# [PASSAGE TO READ]
• • • •

Numbers 21:4-35 Study:

In Numbers 21:4-35, we read about the Israelites' journey in the wilderness after leaving Egypt. Despite God's provision and protection, they repeatedly complain and rebel against Him. Consequently, God sends poisonous snakes among them, but He also provides a way to heal them by looking at a bronze serpent raised on a pole. This event teaches the importance of trusting and obeying God, even under challenging circumstances. Additionally, the passage recounts various battles and victories as the Israelites continue on their journey toward the promised land, demonstrating God's faithfulness in delivering them from their enemies.


21:9: Everyone who looked upon the bronze (Copper, if you're reading the LXX—Greek translation of the Old Testament) serpent lived. They lived and were healed, which signaled that the power of venom inside them was now dead. The snake bit Adam in the Garden, and that venom eventually led to his and Eve's physical death and decay in the grave (Genesis 5:5 and Romans 5:12).


  • Here is a connection: the bronze-copper serpent hung motionless, just like Christ hung motionless on the Cross (John 3:14), and His death and dead body symbolized the end of death's reign over the body of all humankind, "He trampled down death by His death, upon those in the tombs bestowing life." The copper serpent saved all those who looked upon it, not because it lived, but because it was killed, and killed it with powers that were subject to it, being destroyed as it deserved. And what is the fitting epitaph for it from us? 'O death, where is your sting? O grave, where is your victory (1 Corinthians 15:55). The cross overthrows you; you are slain by Him who is the Giver of Life; you are without breath, dead, without motion, even though you keep the form of a serpent lifted on a pole" (GrgTheo).


Numbers 22:1-20 Study:

Balak, the king of Moab, becomes fearful of the Israelites' growing strength and seeks the help of Balaam, a diviner, to curse them. God warns Balaam not to curse the Israelites because they are blessed. Despite God's warning, Balaam initially agrees to go with Balak's messengers, but God is displeased with his decision. God sends an angel to oppose Balaam's journey, but Balaam is unaware of the danger.

Connection: (See Chapter 1 - the Book of Jonah)


Balaam was instructed by the Moabite king Balak to curse the Israelites despite God's warning not to do so. Balaam initially agrees to go with Balak's messengers, going against God's command.

Similarly, in the story of Jonah (Book of Jonah), God instructs Jonah to go to Nineveh and deliver a message of repentance to its people. However, Jonah disobeys and tries to flee from God's presence by boarding a ship in the opposite direction.

In both cases, God intervenes to prevent their disobedience. In Numbers 22, God sends an angel to oppose Balaam's journey, and in Jonah, God sends a great storm to stop the ship Jonah is on. These parallels highlight the consequences of disobedience and the importance of heeding God's instructions.

• • • •

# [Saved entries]
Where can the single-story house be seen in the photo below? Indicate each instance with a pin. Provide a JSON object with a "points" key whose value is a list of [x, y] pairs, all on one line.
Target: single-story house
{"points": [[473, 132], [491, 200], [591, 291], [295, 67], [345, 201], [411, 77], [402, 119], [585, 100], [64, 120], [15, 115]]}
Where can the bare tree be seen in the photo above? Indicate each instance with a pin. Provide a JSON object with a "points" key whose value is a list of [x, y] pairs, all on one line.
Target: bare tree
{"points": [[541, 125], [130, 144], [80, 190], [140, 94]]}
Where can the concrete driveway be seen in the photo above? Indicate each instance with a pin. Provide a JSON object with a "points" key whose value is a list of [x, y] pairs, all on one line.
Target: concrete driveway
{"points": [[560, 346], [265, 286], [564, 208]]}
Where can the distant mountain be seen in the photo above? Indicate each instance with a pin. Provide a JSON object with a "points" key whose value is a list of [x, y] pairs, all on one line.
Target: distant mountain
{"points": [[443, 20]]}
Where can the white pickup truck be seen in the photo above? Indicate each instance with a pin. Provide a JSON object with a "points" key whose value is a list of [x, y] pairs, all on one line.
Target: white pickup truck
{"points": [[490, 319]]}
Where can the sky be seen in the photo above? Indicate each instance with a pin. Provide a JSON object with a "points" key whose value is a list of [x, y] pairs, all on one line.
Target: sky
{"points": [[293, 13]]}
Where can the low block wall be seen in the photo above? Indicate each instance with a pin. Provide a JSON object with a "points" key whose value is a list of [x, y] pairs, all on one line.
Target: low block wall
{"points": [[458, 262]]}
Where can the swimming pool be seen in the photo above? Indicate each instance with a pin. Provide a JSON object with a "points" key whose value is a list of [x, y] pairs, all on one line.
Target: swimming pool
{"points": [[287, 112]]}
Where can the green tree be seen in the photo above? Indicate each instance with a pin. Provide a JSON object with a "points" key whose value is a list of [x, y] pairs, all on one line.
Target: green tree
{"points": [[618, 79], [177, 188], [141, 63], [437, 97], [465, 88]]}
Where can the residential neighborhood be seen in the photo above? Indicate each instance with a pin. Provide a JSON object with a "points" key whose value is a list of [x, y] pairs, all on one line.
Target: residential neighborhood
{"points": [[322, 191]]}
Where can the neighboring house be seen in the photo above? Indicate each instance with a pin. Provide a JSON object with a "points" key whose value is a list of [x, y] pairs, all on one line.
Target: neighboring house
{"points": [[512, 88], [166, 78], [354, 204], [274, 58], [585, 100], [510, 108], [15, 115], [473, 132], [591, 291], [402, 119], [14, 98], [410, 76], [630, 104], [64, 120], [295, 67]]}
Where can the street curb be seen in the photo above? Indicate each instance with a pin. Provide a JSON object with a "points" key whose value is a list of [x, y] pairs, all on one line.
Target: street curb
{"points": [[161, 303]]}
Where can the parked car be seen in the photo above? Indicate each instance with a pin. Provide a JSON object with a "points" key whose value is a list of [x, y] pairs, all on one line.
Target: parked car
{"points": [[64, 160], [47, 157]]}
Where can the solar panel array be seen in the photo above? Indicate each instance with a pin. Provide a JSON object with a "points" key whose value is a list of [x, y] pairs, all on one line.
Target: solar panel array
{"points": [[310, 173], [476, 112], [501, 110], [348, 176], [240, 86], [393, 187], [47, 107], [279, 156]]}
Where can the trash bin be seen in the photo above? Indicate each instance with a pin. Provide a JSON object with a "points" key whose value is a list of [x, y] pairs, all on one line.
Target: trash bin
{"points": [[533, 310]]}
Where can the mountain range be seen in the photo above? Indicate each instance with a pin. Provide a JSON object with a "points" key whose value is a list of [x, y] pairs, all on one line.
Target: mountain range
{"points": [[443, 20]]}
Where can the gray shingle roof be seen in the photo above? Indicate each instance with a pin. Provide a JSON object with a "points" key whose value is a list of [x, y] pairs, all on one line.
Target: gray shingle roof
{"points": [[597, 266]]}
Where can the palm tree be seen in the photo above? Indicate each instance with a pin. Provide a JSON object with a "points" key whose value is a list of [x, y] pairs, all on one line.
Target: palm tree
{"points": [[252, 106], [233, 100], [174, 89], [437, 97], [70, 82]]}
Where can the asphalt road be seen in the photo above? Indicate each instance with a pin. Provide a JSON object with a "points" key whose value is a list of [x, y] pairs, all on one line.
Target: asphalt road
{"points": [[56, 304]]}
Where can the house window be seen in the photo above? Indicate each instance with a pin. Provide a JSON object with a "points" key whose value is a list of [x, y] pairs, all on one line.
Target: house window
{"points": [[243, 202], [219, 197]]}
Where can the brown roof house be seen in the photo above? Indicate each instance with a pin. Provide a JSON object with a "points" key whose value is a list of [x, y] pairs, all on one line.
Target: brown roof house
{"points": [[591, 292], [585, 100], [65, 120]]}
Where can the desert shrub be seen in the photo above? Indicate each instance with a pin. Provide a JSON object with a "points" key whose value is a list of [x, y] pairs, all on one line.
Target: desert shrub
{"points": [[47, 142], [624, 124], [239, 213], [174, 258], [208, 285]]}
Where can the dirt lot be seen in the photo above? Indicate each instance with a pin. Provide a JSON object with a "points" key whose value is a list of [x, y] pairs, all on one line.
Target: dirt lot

• • • •

# [WHAT YOU ARE ASKED TO DO]
In the Bible study notes, what does God send to stop the ship Jonah is on?

# [OUTPUT]
A great storm.